Supplied passage.
----

One way is to solve problems. You acquire new information by solving a problem. There's something you have to find.
How do I go about finding it? What do I do? You can acquire information by problem solving. And we're, as humans compared to other mammalian species, we're quite good at that. But there's another way we can obtain information, a way that is unique to humans.
We can obtain information from other people. We're really, really good at that. In fact, in terms of the amount of information we can obtain from other people, we're unique.
We can obtain enormous amounts of information from other people. That is probably the defining characteristic of being a human. There's no other species.
Other species can obtain information from other members of the species, but tiny amounts. We can obtain enormous amounts of information from other people, and we're unique in that respect. We stand alone amongst the mammalian species, and probably the reason we've become the dominant species is because of that skill.
No other species does that. So, there are those two ways of obtaining information, either by problem solving, which we only use in the normal course of events when we can't obtain information from other people. Problem solving is a slow, inefficient way of obtaining information, and anybody who's conducted research can confirm that.

----

Dataset content.
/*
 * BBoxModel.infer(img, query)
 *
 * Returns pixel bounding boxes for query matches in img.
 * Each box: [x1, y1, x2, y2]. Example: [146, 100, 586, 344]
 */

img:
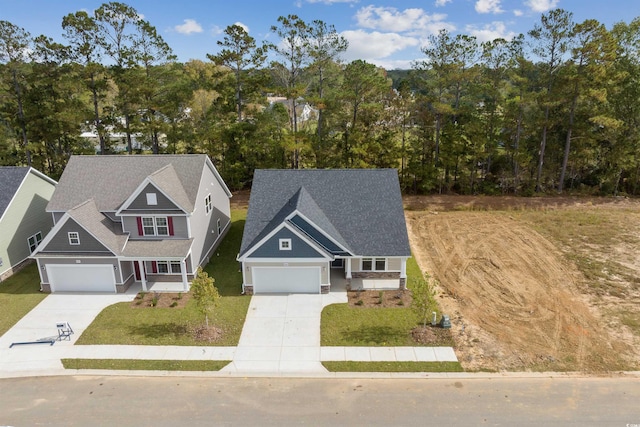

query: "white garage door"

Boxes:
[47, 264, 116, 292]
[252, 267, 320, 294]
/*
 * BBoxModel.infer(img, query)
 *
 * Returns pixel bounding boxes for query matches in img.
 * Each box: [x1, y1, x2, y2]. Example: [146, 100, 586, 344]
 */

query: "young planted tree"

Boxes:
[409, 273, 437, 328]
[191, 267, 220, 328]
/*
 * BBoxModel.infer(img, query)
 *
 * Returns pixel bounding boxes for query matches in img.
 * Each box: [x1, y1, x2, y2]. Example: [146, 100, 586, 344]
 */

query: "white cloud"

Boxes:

----

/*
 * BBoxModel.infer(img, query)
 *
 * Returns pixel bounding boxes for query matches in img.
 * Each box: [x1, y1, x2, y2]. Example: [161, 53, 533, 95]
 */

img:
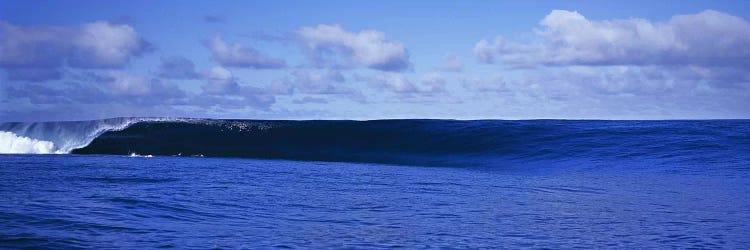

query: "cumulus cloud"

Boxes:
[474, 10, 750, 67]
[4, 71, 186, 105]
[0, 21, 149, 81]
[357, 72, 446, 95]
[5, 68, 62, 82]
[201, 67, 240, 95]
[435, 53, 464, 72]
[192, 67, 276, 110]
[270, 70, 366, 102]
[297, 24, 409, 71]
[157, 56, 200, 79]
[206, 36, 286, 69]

----

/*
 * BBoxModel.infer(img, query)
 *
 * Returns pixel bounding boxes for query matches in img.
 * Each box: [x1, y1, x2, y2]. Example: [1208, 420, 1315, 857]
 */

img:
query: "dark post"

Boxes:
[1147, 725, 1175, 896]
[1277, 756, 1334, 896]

----

Set exercise. Could you output the passage above on how humans obtain information, word for word and in full?

Correct answer.
One way is to solve problems. You acquire new information by solving a problem. There's something you have to find.
How do I go about finding it? What do I do? You can acquire information by problem solving. And we're, as humans compared to other mammalian species, we're quite good at that. But there's another way we can obtain information, a way that is unique to humans.
We can obtain information from other people. We're really, really good at that. In fact, in terms of the amount of information we can obtain from other people, we're unique.
We can obtain enormous amounts of information from other people. That is probably the defining characteristic of being a human. There's no other species.
Other species can obtain information from other members of the species, but tiny amounts. We can obtain enormous amounts of information from other people, and we're unique in that respect. We stand alone amongst the mammalian species, and probably the reason we've become the dominant species is because of that skill.
No other species does that. So, there are those two ways of obtaining information, either by problem solving, which we only use in the normal course of events when we can't obtain information from other people. Problem solving is a slow, inefficient way of obtaining information, and anybody who's conducted research can confirm that.